Hi Dave,
I had a somewhat similar journey. My PSA began going up almost immediately following my RP, which resulted in a 6-month course of Lupron and 39-radiation treatments. While going through the radiation, I wrestled with my odds for success and wound up torturing myself by repeatedly attempting to find the answer to something that cannot be known now. I ran my numbers through nomograms, did tons of Google searches, you name it. Each search provided me with some information, but not specific enough to apply to my individual case. I also came across a lot of negative information, which unsettled me as well. Overall, this was not healthy for me to keep doing.

(RECORDED DATA)
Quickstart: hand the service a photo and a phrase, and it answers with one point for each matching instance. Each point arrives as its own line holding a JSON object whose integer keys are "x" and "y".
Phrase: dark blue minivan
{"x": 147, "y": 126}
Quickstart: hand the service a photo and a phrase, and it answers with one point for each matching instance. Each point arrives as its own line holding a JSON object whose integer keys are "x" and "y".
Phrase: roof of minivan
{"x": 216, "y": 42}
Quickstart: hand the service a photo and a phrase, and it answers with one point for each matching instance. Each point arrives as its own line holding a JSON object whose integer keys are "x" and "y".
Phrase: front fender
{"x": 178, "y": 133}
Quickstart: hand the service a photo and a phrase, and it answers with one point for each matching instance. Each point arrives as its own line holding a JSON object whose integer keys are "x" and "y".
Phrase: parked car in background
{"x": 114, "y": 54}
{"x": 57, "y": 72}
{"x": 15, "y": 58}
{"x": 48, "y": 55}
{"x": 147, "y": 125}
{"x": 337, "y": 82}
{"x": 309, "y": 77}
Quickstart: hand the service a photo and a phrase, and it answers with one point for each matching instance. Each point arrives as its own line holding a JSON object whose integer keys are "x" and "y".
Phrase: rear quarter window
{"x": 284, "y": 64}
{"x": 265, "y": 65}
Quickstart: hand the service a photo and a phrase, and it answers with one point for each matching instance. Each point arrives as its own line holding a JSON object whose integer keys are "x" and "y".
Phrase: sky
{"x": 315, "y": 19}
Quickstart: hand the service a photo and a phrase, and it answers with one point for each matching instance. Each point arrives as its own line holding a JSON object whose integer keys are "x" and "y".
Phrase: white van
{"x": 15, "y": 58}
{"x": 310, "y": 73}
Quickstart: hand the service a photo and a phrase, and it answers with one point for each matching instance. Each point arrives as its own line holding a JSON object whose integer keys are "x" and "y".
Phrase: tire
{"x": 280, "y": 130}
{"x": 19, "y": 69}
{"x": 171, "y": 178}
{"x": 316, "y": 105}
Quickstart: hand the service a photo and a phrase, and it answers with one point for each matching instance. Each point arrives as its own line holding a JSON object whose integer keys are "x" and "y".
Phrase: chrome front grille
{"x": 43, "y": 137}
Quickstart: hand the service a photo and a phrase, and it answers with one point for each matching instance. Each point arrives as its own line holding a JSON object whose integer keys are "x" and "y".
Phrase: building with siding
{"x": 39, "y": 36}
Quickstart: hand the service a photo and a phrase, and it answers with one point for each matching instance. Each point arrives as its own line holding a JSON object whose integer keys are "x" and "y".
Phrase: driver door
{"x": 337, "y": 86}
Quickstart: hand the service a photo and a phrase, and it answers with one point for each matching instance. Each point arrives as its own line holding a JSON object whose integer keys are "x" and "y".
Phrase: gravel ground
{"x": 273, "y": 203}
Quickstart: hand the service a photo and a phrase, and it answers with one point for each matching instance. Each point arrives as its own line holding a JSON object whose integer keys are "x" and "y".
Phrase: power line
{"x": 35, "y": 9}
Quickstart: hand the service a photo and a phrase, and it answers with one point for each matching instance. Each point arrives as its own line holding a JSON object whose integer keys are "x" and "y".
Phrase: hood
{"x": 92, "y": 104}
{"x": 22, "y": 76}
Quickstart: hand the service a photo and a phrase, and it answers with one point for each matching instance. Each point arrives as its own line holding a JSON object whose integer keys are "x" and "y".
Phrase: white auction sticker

--

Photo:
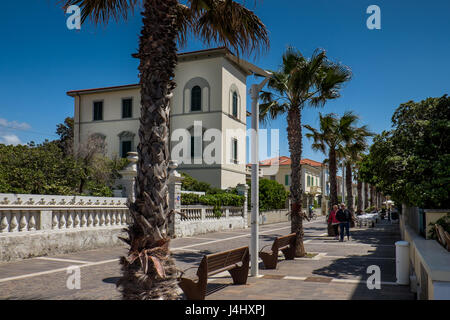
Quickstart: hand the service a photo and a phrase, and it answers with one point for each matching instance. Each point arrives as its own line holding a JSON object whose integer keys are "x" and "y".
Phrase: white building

(TASK LIST)
A: In the reply to Dave, how many radiation treatments did the writer go through?
B: Write the next part of the reply to Dave, picking up after its last sentence.
The items have no connection to the reply to Dave.

(EXERCISE RESULTS)
A: 39

B:
I finally came to rest with the understanding that I was doing everything I possibly could to treat my cancer including treatments, exercise, diet, lifestyle, etc. And, I did take some solace in the high probability that the cancer wasn't likely getting any worse while on hormones. As a result, I treated the time of waiting as a sort of holiday. While I didn't have a clue whether the radiation worked or not, I also had a high degree of confidence that things likely weren't deteriorating while I was waiting either. Also, my RO said that if I believed the treatments were destined to fail, that there would be other treatment options for me to consider, if I needed them, when the time came. He was basically reminding me not to try and fight some future battle that can't possibly be waged in the present.
In some way, I think we would all like to cross that big bridge to the so-called "cure" place as though there will be one intervention and a single outcome - cure. In reality, through our daily process of taking our treatments, showing up for checkups, diet, exercise, etc., we are crossing lots of little bridges that hopefully help us to extend our lives a little bit at a time, with the hope of some day getting to the place of ultimate cure, if we are fortunate enough.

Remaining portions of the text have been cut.